=== Begin Enclosure ===

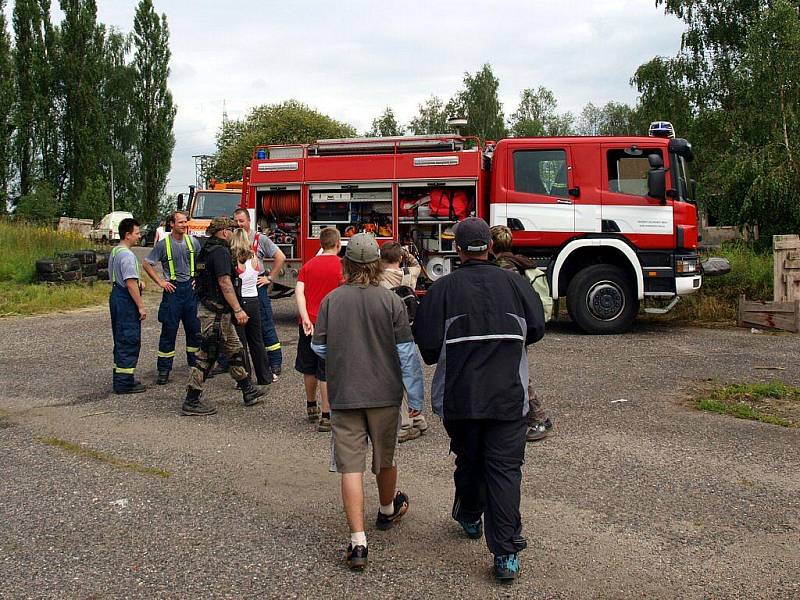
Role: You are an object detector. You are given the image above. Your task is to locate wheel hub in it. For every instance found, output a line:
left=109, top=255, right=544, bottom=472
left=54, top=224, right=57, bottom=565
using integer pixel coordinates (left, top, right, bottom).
left=587, top=280, right=625, bottom=321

=== End Enclosure ===

### [Task goal]
The complete set of records should be written out again, pictures excluded.

### [Output for this task]
Role: You are an object detector. You are given the image above. Your task is to locate wheel hub in it. For every instance found, output a line:
left=109, top=255, right=544, bottom=472
left=54, top=224, right=57, bottom=565
using integer pixel coordinates (left, top, right, bottom).
left=587, top=280, right=625, bottom=321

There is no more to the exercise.